─── Data

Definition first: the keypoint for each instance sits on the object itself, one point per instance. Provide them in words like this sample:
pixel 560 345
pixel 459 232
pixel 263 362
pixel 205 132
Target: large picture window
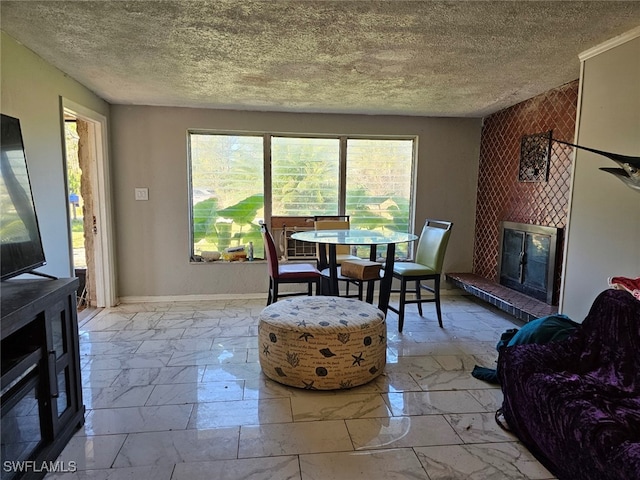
pixel 369 179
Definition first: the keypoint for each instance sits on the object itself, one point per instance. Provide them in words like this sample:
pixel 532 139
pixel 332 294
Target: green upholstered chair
pixel 432 247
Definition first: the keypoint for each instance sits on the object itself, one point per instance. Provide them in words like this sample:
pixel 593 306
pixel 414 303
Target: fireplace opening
pixel 528 259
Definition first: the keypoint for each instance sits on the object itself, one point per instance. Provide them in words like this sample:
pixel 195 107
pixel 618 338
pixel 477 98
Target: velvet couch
pixel 575 403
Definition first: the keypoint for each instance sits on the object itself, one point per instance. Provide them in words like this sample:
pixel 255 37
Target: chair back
pixel 334 225
pixel 270 251
pixel 433 244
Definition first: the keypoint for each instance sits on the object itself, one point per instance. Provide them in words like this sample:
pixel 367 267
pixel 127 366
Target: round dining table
pixel 357 237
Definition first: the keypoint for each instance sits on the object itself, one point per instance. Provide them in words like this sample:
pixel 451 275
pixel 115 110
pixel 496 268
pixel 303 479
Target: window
pixel 304 176
pixel 227 191
pixel 370 179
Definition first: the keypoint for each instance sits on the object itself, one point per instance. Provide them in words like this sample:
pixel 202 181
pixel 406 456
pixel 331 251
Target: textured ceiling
pixel 434 58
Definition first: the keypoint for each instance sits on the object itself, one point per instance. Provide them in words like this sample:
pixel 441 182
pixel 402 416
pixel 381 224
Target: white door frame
pixel 105 271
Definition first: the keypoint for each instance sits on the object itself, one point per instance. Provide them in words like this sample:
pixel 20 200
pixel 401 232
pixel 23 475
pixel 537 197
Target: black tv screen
pixel 20 235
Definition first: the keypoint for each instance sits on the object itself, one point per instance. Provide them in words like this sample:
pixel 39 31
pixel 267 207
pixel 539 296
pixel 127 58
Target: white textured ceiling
pixel 433 58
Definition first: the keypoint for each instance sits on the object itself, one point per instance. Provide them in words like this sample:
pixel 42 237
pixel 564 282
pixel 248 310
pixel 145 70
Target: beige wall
pixel 150 150
pixel 604 222
pixel 31 91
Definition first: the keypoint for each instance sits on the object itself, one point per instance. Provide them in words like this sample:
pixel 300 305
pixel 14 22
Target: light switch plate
pixel 142 193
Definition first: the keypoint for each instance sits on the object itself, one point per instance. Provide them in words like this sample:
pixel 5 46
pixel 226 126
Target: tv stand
pixel 41 387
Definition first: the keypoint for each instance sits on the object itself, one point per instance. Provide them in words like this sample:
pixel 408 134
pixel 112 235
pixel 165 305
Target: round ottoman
pixel 322 343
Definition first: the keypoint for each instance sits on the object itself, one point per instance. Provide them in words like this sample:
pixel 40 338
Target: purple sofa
pixel 575 403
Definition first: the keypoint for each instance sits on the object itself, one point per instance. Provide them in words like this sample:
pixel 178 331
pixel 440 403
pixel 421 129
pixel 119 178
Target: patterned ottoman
pixel 322 343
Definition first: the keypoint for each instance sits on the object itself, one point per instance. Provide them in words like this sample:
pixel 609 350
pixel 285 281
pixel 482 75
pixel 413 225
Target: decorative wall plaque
pixel 535 151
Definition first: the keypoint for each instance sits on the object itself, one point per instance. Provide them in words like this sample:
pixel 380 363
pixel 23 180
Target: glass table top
pixel 353 237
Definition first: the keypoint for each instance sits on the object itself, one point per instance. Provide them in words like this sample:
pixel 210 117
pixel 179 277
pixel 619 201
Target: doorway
pixel 89 205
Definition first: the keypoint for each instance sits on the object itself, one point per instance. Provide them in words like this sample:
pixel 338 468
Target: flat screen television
pixel 21 245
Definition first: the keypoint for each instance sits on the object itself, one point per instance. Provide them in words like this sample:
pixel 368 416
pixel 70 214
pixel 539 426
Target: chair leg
pixel 436 292
pixel 401 304
pixel 270 294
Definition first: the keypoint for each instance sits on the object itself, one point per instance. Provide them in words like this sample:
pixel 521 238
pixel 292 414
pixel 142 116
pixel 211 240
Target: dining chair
pixel 287 273
pixel 430 253
pixel 343 252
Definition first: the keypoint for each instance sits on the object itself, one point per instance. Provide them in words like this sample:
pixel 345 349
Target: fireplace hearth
pixel 527 261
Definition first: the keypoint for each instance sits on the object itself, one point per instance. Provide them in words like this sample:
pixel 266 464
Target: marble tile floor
pixel 174 391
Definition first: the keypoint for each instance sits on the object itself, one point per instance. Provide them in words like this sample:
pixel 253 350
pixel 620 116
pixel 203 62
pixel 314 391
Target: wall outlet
pixel 142 193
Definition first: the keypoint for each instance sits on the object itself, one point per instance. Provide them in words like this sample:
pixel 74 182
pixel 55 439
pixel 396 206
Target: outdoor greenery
pixel 304 182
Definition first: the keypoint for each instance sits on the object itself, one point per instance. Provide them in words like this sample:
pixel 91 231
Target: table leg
pixel 333 271
pixel 371 285
pixel 387 279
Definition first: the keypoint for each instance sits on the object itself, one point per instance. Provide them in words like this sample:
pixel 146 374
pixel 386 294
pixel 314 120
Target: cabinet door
pixel 62 355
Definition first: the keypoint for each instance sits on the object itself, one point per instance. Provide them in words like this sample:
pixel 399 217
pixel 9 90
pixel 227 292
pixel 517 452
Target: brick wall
pixel 500 195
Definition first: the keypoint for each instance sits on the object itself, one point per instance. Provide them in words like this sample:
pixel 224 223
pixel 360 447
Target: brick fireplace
pixel 502 198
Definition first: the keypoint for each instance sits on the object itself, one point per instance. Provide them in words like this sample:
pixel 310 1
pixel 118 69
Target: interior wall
pixel 501 197
pixel 150 150
pixel 604 225
pixel 31 91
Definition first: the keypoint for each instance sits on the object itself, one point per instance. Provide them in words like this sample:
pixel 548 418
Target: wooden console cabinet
pixel 41 386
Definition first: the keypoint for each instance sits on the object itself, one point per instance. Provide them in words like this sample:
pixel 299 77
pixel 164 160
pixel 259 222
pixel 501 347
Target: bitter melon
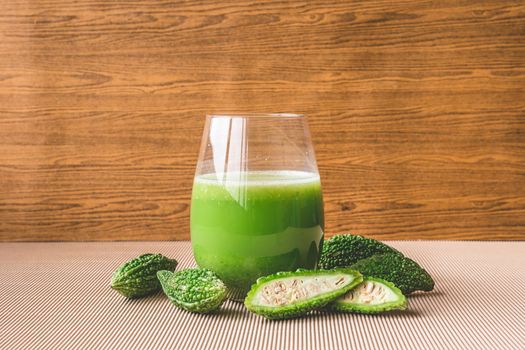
pixel 195 290
pixel 373 295
pixel 292 294
pixel 138 277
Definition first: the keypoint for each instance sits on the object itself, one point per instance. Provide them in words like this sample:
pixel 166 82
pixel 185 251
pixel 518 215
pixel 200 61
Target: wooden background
pixel 417 110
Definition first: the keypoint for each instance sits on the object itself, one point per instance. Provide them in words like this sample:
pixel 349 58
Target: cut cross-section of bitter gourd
pixel 373 295
pixel 195 290
pixel 292 294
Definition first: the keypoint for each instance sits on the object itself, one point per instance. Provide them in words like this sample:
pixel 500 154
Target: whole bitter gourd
pixel 373 295
pixel 291 294
pixel 195 290
pixel 405 273
pixel 138 277
pixel 346 249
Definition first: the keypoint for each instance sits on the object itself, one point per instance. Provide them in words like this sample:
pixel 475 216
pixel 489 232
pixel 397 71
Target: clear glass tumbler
pixel 256 206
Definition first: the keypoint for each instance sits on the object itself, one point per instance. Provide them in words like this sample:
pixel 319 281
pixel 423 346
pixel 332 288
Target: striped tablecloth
pixel 56 296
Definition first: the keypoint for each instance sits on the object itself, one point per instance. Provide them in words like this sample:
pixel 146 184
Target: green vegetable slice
pixel 194 290
pixel 291 294
pixel 373 295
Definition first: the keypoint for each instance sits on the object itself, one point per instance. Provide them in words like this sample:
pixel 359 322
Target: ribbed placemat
pixel 56 296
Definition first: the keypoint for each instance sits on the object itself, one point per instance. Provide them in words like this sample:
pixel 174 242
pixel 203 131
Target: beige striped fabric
pixel 57 296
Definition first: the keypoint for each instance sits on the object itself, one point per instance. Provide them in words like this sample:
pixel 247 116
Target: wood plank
pixel 417 111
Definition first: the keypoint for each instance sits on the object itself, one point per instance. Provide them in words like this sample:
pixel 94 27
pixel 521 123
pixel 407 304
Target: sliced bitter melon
pixel 292 294
pixel 373 295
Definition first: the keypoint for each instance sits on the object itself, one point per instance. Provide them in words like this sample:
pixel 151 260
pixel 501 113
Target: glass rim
pixel 254 115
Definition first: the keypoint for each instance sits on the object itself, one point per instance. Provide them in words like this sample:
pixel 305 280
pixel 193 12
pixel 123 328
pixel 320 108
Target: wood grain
pixel 417 110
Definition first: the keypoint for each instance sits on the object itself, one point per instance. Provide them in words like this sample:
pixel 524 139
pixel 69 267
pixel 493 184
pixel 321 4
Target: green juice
pixel 256 223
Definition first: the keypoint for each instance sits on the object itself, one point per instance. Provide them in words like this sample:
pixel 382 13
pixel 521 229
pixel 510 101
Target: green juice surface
pixel 256 223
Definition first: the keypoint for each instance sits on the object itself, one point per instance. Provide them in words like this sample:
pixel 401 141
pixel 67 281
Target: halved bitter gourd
pixel 292 294
pixel 373 295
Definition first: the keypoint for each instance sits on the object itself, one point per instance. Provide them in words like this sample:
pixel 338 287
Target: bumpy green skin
pixel 299 308
pixel 405 273
pixel 194 290
pixel 399 304
pixel 345 250
pixel 138 277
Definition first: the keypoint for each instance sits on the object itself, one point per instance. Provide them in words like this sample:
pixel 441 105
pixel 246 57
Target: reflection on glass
pixel 256 206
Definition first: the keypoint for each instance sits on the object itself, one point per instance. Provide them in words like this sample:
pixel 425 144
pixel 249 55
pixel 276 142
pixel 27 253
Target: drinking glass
pixel 256 206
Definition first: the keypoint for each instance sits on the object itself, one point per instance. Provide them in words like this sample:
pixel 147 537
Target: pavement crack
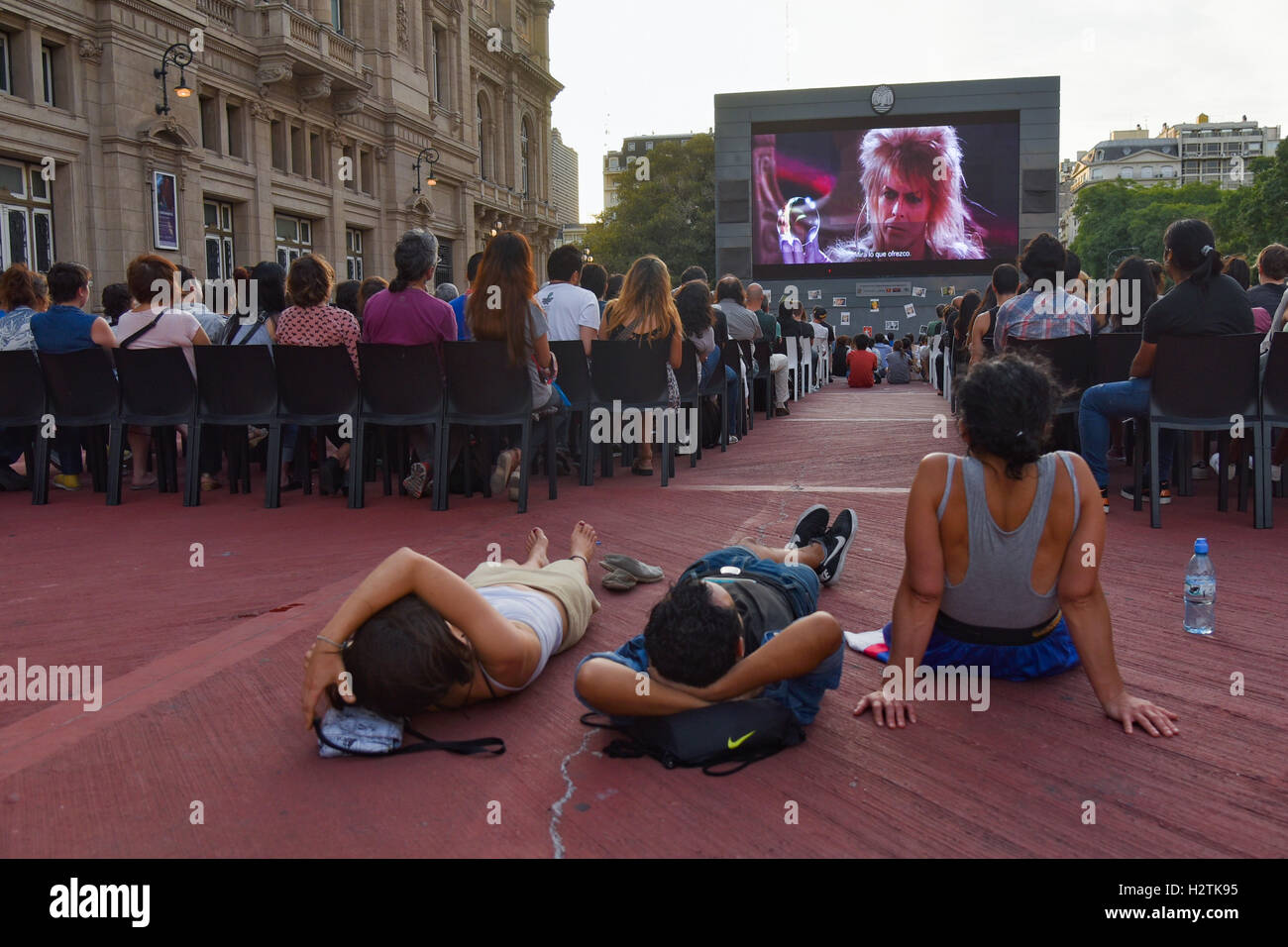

──────

• Stated task: Can you arrange everything from the start of the rows down to the line containing "pixel 433 244", inclusive, as a Markdown table with the columns "No." and "Text", one line per table row, skipping blank lines and leaving out the pictures?

• Solution to the exercise:
| No. | Text |
|---|---|
| 1 | Definition first: the keypoint for each instance sits on the object itself, one point per instance. Provide them in words like this sample: |
| 2 | pixel 560 345 |
| 3 | pixel 459 232 |
| 4 | pixel 263 362 |
| 5 | pixel 205 132 |
| 6 | Target: large picture window |
| 7 | pixel 369 179 |
| 8 | Definition first: the keypoint for each instance sits on the object itself, one point per instance. Provide them in words like this sample: |
| 9 | pixel 532 139 |
| 10 | pixel 332 294 |
| 11 | Target: green upholstered chair |
| 12 | pixel 432 247 |
| 13 | Definition first: the keypoint for each instance sits on the object itself, one point per instance. Provide them in words like this sample: |
| 14 | pixel 593 306 |
| 15 | pixel 414 303 |
| 16 | Target: fireplace opening |
| 17 | pixel 528 259 |
| 18 | Definition first: the keypoint for each instance sits on the object itself, one point per instance. Provide them in words like this sample: |
| 19 | pixel 195 107 |
| 20 | pixel 618 338 |
| 21 | pixel 477 98 |
| 22 | Target: velvet couch |
| 23 | pixel 575 403 |
| 24 | Definition first: the keypoint for each instance sits on the object itself, one point per instance. Provide them in words like this sample: |
| 25 | pixel 255 37 |
| 26 | Target: chair back |
| 27 | pixel 334 225 |
| 28 | pixel 270 251 |
| 29 | pixel 433 244 |